WORK TO BE COMPLETED ->
All of the records must be restated exactly, with every line complete.

(Point-per-instance localization data)

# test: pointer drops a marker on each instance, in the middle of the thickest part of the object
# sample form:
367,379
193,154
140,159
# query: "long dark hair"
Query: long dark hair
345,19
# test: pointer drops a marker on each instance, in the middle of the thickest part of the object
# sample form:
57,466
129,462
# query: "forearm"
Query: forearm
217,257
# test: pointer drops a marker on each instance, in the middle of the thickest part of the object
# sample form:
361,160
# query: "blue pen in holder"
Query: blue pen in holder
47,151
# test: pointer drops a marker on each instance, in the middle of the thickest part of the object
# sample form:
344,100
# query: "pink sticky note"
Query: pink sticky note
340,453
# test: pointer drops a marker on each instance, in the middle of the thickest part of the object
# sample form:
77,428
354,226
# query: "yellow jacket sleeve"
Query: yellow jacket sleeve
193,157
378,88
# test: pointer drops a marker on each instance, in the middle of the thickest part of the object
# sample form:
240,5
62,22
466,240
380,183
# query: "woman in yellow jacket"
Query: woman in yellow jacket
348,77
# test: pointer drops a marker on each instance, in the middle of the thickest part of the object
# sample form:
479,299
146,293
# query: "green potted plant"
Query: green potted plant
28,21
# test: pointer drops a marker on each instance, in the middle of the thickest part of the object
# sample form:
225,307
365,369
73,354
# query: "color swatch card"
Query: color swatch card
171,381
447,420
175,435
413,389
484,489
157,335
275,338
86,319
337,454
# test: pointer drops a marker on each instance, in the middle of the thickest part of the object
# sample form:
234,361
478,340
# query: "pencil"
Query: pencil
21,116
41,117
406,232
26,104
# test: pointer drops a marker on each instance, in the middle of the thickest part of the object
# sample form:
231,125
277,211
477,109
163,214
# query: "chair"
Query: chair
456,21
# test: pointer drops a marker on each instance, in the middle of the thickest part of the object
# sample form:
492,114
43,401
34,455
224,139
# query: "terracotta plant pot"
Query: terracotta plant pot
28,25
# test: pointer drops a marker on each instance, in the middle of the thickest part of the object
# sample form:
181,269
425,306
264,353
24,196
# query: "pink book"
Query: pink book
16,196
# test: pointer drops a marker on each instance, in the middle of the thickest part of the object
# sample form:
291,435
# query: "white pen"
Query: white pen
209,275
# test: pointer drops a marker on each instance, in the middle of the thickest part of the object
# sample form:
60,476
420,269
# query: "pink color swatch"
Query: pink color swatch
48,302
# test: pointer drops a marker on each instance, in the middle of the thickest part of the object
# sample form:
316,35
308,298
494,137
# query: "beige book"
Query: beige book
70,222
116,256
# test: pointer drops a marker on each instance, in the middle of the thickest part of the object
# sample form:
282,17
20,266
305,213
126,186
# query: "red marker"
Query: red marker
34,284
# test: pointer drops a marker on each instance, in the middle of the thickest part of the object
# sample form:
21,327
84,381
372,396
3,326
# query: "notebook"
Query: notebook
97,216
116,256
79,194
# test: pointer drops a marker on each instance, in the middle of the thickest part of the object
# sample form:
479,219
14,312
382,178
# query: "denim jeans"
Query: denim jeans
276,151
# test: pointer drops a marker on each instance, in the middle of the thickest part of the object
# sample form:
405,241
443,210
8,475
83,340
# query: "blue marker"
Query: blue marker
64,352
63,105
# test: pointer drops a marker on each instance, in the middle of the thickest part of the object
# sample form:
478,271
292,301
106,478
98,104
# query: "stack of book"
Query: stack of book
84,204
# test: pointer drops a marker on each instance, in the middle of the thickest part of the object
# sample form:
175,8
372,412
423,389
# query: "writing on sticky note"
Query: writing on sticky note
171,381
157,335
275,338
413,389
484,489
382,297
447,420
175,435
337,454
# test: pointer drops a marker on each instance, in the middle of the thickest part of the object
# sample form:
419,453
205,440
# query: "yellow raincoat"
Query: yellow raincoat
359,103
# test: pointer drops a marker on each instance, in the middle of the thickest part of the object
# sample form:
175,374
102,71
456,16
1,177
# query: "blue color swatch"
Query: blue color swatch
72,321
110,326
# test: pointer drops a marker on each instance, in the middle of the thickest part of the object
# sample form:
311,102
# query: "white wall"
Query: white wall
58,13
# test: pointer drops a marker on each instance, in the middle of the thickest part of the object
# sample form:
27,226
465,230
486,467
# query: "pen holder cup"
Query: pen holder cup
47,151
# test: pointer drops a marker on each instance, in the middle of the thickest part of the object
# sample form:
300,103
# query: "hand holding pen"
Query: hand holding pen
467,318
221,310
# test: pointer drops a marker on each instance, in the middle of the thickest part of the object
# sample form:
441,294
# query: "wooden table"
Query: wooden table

ANSWER FOR THIS EXERCISE ->
# test: pointer drops a marker on each instance, in the middle of the thickest part of the object
# sample form:
367,379
193,154
140,159
# query: "long dark hair"
Query: long dark hair
345,19
# test: pointer drops a marker on each instance, in the middle of the thickest part of the object
# sample form:
57,466
129,462
# query: "forearm"
Query: forearm
217,257
# test: pointer drops a marker on each instance, in the middle of the thickest part of the object
# sample form:
361,160
# query: "blue pen in holder"
Query: blue pen in holder
47,151
# test: pointer drops a marker on each instance, in the middle of the thickest part of the object
# sample form:
344,100
# query: "pink sticky note"
Query: pink sticky note
340,453
# test: pointer drops a marker on each instance, in the middle of the thickest part of the object
# sample form:
77,428
354,226
# query: "yellow jacket sleeve"
Query: yellow jacket sleeve
193,157
378,88
# test: pointer drops a marker on each instance, in the middle of the thickest part of the object
# sample form:
240,5
62,22
466,240
380,183
# query: "woman in yellow jacket"
Query: woman in yellow jacket
348,77
# test: pointer drops a marker on each instance, in the middle of the thickest part of the object
# sample form:
479,299
146,293
# query: "green potted plant"
Query: green potted plant
28,21
# test: pointer drops a marker on each instance, in the middle of the thickest part of the object
# sample form:
225,307
365,369
73,354
# query: "color swatch card"
Query: color swatch card
171,381
447,420
175,435
413,389
484,489
157,335
275,338
86,319
337,454
# test: pointer drops a marker on each instance, in the middle of the thickest part of the object
# sample form:
234,361
478,340
# query: "pencil"
Query: pencil
21,116
41,117
406,232
26,104
# test: pointer drops a marker on each instance, in the middle of the thickest part of the object
# sample form:
231,125
277,211
477,109
163,214
# query: "chair"
Query: chair
456,21
# test: pointer drops a marker on each instance, in the middle of the thickest part of the object
# sample form:
492,114
43,401
34,455
224,139
# query: "terracotta plant pot"
Query: terracotta plant pot
28,25
# test: pointer drops a marker on each instance, in the middle of the thickest part of the object
# sample form:
181,269
425,306
264,353
24,196
# query: "pink book"
Query: pink book
16,196
# test: pointer drops a marker on each instance, in the middle of the thickest part of the object
# sample form:
291,435
# query: "white pen"
Query: white pen
209,275
# test: pointer drops a marker on each instance, in the middle of the thickest part of the object
# sample form:
60,476
420,269
# query: "pink color swatch"
Query: pink color swatch
48,302
# test: pointer drops a marker on each instance, in the middle of the thickest part of the object
# sample form:
316,35
308,298
494,137
# query: "beige book"
Query: beige book
70,222
116,256
# test: pointer drops a marker on each instance, in the middle of the thickest part of the object
# sample form:
282,17
20,266
305,213
126,186
# query: "red marker"
Query: red marker
34,284
# test: pointer drops a marker on each instance, in the middle of the thickest part of the object
# sample form:
21,327
84,381
372,396
3,326
# query: "notebook"
Query: notebook
97,216
116,256
79,194
# test: pointer drops a marker on each instance, in the middle of the thickest part of the object
# sample form:
479,219
14,312
382,178
# query: "denim jeans"
Query: denim jeans
276,151
# test: pointer drops a marker on each instance, in the middle of the thickest part of the object
# sample form:
405,241
443,210
8,475
83,340
# query: "blue marker"
Query: blue marker
64,352
63,105
# test: pointer drops a marker on each instance, in the middle of the thickest part of the object
# sample form:
478,271
292,301
106,478
98,104
# query: "stack of book"
Query: stack of book
84,204
# test: pointer drops a marker on each instance, in the middle of the thickest part of the object
# sample form:
175,8
372,412
423,389
# query: "writing on sticky note"
Query: writing on sticky note
171,381
157,335
275,338
413,389
484,489
382,297
447,420
175,435
337,454
# test: pointer drops a marker on each instance, in the middle of the thickest part of the object
# sample form:
419,453
205,440
# query: "yellow raincoat"
Query: yellow raincoat
359,103
# test: pointer drops a marker on each instance, in the middle of the thickest part of the object
# sample form:
175,374
102,71
456,16
1,177
# query: "blue color swatch"
Query: blue color swatch
72,321
110,326
# test: pointer drops a marker on each instance, in the middle of the thickest part of the object
# sample form:
311,102
# query: "white wall"
Query: white wall
58,13
# test: pointer drops a marker on each instance, in the middle of the thickest part of the object
# sample form:
27,226
465,230
486,467
# query: "pen holder cup"
Query: pen holder cup
47,151
# test: pointer drops a marker on each instance, in the middle of the thickest part of the object
# sample form:
300,103
# query: "hand holding pen"
Query: hand holding pen
467,318
221,310
# test: pointer drops a marker on each instance, in the middle of the thickest part of the object
# sample form:
441,294
# query: "wooden table"
Query: wooden table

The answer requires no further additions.